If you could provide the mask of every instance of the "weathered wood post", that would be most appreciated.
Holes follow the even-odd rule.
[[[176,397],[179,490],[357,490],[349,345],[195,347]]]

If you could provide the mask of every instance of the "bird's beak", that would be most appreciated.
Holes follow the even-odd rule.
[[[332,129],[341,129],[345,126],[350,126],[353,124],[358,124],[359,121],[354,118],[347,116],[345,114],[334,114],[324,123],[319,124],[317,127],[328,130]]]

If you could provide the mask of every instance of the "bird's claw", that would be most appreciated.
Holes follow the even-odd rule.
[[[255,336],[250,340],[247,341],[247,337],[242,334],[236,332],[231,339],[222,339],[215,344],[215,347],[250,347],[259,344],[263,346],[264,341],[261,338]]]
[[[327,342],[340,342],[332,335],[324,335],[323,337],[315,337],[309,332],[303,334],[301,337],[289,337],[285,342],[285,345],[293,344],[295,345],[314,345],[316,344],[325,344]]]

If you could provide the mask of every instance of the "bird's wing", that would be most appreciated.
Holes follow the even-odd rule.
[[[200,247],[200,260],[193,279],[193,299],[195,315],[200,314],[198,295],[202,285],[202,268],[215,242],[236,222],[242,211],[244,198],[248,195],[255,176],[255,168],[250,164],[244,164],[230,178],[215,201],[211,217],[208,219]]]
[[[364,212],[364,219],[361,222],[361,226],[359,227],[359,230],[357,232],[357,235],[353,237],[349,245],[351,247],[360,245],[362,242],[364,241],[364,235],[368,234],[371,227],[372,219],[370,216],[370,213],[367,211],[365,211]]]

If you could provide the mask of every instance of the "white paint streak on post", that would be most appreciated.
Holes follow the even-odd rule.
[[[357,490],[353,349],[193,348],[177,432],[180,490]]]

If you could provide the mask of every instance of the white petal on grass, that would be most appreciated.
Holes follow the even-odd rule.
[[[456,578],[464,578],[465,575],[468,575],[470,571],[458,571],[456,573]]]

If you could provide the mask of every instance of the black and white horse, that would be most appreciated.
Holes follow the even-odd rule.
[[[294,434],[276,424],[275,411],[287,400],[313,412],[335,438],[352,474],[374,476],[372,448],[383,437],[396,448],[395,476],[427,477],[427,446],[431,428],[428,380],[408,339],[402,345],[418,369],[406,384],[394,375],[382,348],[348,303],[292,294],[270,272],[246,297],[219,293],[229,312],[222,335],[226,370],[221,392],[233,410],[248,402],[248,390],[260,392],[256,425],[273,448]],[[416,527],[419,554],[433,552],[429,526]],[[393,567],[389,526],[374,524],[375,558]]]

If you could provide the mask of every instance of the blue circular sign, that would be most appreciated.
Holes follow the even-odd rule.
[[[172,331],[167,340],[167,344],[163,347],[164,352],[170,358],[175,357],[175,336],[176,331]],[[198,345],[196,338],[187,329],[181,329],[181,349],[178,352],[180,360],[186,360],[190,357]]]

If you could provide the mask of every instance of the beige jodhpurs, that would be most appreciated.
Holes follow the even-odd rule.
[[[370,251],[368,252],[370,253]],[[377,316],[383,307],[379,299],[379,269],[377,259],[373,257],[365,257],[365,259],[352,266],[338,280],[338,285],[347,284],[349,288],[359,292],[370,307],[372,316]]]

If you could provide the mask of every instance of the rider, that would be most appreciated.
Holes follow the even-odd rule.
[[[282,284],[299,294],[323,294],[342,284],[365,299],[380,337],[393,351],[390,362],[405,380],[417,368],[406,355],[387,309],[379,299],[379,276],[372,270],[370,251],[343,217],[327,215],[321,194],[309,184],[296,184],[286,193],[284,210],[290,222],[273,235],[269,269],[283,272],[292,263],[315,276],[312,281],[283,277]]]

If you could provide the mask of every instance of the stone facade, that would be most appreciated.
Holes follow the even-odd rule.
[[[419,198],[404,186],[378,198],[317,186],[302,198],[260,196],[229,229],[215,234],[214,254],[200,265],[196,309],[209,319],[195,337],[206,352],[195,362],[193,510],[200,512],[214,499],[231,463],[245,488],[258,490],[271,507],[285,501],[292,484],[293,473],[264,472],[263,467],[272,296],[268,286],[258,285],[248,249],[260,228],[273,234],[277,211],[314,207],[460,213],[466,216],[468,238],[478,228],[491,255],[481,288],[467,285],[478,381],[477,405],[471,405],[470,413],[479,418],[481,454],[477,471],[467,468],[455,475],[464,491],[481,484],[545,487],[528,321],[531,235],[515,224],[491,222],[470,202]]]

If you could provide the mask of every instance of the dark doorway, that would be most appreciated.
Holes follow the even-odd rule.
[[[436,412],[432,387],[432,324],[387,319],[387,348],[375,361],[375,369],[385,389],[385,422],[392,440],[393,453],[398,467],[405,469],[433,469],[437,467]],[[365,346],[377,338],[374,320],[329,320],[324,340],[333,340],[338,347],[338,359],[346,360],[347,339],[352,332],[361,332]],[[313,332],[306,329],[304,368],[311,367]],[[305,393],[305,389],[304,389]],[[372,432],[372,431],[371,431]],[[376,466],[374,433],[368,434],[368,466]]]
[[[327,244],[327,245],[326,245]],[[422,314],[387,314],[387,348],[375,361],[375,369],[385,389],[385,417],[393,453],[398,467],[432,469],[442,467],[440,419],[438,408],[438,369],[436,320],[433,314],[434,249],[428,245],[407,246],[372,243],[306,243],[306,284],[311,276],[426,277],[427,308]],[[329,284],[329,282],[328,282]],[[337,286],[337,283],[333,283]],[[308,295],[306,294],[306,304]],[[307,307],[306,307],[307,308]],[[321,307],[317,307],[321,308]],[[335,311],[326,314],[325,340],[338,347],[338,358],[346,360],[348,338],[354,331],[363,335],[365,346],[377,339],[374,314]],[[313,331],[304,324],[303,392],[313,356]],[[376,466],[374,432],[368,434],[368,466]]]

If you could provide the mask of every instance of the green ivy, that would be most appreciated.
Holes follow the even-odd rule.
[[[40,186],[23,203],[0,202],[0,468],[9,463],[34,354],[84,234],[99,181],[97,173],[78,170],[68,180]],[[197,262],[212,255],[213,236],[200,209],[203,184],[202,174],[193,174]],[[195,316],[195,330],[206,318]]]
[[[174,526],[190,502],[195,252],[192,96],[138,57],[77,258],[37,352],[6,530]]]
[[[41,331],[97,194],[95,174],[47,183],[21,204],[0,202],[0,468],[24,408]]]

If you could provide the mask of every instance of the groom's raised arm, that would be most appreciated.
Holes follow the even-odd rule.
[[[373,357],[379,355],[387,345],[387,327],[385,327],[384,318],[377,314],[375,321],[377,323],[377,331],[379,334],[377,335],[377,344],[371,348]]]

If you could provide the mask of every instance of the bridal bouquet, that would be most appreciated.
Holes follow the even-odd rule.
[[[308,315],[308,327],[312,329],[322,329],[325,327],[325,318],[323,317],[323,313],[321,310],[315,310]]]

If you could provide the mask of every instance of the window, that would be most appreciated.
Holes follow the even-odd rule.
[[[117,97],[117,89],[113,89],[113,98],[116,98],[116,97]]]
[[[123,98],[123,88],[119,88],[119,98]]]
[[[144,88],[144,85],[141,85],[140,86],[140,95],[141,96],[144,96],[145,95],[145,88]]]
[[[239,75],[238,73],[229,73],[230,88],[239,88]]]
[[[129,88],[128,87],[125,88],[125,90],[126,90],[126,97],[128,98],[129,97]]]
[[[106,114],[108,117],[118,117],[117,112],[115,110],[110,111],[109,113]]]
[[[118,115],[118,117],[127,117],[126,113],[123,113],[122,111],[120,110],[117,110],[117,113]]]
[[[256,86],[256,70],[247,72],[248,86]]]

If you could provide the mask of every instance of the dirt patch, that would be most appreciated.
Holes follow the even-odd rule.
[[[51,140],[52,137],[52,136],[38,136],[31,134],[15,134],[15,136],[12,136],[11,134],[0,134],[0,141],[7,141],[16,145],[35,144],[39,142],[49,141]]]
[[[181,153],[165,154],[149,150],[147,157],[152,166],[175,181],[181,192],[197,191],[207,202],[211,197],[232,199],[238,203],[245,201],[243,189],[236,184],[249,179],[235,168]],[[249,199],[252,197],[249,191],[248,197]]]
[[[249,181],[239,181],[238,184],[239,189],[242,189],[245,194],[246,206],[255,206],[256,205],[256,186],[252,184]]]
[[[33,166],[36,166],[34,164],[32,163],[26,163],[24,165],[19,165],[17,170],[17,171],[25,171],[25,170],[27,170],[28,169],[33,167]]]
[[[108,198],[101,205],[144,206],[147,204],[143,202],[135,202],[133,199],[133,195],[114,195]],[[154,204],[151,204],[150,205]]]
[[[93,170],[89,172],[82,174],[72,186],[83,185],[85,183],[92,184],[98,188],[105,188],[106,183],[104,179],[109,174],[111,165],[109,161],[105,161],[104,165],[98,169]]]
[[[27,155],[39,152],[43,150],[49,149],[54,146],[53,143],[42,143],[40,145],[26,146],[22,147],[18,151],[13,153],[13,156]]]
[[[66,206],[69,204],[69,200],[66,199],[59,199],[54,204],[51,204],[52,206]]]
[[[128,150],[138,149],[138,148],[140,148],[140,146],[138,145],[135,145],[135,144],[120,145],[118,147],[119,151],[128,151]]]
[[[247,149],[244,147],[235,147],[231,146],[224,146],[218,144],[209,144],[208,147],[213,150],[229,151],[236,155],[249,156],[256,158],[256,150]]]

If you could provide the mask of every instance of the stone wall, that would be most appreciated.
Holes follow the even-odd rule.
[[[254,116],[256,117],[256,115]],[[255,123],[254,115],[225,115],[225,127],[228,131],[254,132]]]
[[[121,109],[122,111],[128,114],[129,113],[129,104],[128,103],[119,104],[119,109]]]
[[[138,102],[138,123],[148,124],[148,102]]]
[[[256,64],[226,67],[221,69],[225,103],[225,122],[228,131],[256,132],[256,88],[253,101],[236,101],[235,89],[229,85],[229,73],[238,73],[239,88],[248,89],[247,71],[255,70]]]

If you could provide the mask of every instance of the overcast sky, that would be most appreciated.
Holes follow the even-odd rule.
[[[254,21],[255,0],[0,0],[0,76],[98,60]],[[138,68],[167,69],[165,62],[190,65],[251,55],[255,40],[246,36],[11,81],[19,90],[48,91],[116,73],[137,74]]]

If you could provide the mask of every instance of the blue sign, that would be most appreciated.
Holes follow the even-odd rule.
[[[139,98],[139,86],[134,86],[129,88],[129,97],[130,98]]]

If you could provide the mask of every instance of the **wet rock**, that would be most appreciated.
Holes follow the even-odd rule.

#### Problem requirements
Pick out every line above that contains the string "stone". Uppercase and lowercase count as different.

#### Written reply
If you could provide the mask of every instance of the stone facade, that would be most appreciated.
If you could provide the mask of every instance of the stone wall, that would be most appreciated.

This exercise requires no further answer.